QUELLENAUSZUG:
Logo
Aktuell Projekt

Mit der Kunst mitten ins Leben

REUTLINGEN. Kunst kann eine einsame Sache sein. Man werkelt allein in seinem Atelier und das Ergebnis bleibt oft genug auch allein im Atelier stehen. Doch eine Initiative Reutlinger Künstler strebt nun heraus aus der Isolation. »Kunst an jedem Ort« - unter diesem Motto wollen die bisher 35 Künstlerinnen und Künstler sich vernetzen - und wollen ihre Kunst mit der Stadt vernetzen.

Das Projektteam und weitere beteiligte Künstler beim Pressegespräch: (von links) Gabriele Seeger, Jochen Meyder, Gudrun Gantzhor
Das Projektteam und weitere beteiligte Künstler beim Pressegespräch: (von links) Gabriele Seeger, Jochen Meyder, Gudrun Gantzhorn, Christine Thomas, Beate Hanek, Paul Schlegl (KEB), Gila Menzel-Ehses sowie vorne Enami Shibata und Agatha Heim. GEA-FOTO: KNAUER
Das Projektteam und weitere beteiligte Künstler beim Pressegespräch: (von links) Gabriele Seeger, Jochen Meyder, Gudrun Gantzhorn, Christine Thomas, Beate Hanek, Paul Schlegl (KEB), Gila Menzel-Ehses sowie vorne Enami Shibata und Agatha Heim. GEA-FOTO: KNAUER
In der heißen Projektphase von Mitte September an wollen sie Reutlingen mit all seinen Schauplätzen zum Ort der Kunst machen. Sechs Monate lang sollen Geschäfte, Lokale, Kirchen, Plätze, Straßen, Hauswände zu Trägern künstlerischer Aussagen werden. Auch Büros, Gerichte, Lokale, das Krankenhaus und sogar der öffentliche Nahverkehr könnten zu Kunst-Orten werden. Gestern stellten das Projektteam um Beate Hanek und Paul Schlegl sowie weitere beteiligte Künstler das Vorhaben in der Katholischen Erwachsenen-Bildung (KEB) vor.

[Einträge des Datensatzes]
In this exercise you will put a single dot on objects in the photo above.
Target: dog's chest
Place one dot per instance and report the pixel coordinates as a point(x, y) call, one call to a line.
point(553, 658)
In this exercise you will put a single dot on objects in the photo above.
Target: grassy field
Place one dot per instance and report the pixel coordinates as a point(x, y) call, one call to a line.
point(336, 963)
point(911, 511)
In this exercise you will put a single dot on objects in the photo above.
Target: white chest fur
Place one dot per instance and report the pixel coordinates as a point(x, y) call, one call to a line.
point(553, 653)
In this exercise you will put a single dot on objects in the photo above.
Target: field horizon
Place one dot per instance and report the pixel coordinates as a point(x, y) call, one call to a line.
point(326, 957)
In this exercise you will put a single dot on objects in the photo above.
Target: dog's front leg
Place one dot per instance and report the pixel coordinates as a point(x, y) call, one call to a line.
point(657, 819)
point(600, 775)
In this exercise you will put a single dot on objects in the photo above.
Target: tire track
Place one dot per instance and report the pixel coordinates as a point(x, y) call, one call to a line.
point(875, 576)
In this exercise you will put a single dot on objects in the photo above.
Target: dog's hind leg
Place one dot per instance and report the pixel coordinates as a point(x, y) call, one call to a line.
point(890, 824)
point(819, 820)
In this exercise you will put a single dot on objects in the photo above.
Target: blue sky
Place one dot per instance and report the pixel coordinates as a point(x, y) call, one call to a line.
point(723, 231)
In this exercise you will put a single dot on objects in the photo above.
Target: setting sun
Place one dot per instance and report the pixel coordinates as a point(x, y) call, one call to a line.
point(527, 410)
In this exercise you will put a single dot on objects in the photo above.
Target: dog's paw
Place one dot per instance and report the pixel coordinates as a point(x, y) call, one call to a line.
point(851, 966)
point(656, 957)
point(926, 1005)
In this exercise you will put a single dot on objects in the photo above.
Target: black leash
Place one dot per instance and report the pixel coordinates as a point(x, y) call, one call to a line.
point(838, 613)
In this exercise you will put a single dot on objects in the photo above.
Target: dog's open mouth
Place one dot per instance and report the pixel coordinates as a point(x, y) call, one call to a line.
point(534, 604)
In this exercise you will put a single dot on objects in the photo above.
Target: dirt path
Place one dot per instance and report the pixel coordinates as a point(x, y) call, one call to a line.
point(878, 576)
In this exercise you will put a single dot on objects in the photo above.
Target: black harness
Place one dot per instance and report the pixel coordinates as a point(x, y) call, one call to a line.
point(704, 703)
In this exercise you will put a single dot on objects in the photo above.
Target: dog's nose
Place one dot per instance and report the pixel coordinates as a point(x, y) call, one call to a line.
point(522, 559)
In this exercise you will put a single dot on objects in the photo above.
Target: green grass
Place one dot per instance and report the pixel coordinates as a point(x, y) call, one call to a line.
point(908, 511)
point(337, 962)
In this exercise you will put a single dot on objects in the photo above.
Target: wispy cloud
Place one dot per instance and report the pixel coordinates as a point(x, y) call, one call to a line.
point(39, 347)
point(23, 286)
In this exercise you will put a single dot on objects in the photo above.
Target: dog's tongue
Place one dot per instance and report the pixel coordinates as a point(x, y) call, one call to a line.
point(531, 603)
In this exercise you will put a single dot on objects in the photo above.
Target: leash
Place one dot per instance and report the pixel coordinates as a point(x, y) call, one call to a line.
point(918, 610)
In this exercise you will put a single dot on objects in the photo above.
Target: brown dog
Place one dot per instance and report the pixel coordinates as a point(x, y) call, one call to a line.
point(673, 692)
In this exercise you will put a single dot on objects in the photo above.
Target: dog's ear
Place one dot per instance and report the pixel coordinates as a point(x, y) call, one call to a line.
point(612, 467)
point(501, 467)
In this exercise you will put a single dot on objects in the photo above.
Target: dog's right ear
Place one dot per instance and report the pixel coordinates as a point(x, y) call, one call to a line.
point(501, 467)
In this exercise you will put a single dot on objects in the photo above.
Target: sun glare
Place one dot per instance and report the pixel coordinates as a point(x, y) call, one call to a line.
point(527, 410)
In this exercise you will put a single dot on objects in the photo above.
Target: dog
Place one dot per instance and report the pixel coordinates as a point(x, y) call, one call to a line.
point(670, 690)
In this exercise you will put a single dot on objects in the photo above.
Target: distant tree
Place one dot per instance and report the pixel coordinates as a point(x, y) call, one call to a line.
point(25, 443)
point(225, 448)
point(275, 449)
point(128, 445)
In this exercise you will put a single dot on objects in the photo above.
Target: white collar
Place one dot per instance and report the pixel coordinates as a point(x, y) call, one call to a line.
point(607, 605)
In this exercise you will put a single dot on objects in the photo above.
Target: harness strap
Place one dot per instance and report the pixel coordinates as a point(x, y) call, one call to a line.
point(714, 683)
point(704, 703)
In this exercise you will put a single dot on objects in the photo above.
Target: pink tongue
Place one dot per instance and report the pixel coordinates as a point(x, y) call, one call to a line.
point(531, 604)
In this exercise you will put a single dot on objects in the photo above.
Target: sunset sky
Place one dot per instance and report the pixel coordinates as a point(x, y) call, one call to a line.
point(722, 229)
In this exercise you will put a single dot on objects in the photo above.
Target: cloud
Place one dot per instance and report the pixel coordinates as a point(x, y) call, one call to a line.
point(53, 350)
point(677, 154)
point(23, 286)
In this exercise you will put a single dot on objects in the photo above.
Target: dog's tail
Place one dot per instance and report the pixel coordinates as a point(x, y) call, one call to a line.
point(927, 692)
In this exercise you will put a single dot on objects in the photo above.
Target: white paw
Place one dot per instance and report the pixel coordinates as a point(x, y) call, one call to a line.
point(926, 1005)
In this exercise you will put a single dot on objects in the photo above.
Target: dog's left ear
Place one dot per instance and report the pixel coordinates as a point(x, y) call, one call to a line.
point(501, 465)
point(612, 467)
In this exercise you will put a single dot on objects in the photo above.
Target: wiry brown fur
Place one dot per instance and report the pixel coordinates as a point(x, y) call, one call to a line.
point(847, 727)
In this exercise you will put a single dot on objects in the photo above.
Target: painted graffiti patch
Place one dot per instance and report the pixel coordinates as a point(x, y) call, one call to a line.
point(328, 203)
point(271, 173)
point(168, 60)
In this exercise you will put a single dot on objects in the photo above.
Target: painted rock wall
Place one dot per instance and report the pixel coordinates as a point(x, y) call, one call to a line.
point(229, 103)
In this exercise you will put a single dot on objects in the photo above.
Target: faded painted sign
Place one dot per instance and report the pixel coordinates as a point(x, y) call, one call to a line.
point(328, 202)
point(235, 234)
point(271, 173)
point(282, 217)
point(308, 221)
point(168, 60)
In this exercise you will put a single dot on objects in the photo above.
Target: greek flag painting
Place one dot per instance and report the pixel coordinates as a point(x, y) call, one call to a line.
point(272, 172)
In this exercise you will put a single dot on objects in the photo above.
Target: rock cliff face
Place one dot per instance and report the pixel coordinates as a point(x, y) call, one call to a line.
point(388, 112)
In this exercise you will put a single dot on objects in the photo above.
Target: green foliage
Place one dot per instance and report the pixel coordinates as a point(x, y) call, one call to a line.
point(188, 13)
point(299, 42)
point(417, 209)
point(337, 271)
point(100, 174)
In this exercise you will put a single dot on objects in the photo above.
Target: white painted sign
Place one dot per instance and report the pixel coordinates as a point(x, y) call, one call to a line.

ZIELE:
1. Wie viele Künstlerinnen und Künstler gehören laut dem Artikel über die Reutlinger Kunstinitiative bisher zu der Initiative?
2. Kopieren Sie aus dem Artikel über die Reutlinger Kunstinitiative wörtlich alles von „Mit der Kunst“ bis hinunter zu „der Stadt vernetzen.“.
3. Fassen Sie den Artikel über die Reutlinger Kunstinitiative in zwei Sätzen zusammen.
Die Datensätze spielen hierfür keine Rolle.

LÖSUNGEN:
1. Bisher 35 Künstlerinnen und Künstler.

2.
Mit der Kunst mitten ins Leben

REUTLINGEN. Kunst kann eine einsame Sache sein. Man werkelt allein in seinem Atelier und das Ergebnis bleibt oft genug auch allein im Atelier stehen. Doch eine Initiative Reutlinger Künstler strebt nun heraus aus der Isolation. »Kunst an jedem Ort« - unter diesem Motto wollen die bisher 35 Künstlerinnen und Künstler sich vernetzen - und wollen ihre Kunst mit der Stadt vernetzen.

3. Unter dem Motto »Kunst an jedem Ort« wollen bisher 35 Reutlinger Künstlerinnen und Künstler aus der Isolation heraustreten und sich untereinander sowie ihre Kunst mit der Stadt vernetzen. Ab Mitte September sollen sechs Monate lang Geschäfte, Lokale, Kirchen, Plätze, Straßen und Hauswände zu Trägern künstlerischer Aussagen werden, und das Projektteam hat das Vorhaben in der Katholischen Erwachsenen-Bildung vorgestellt.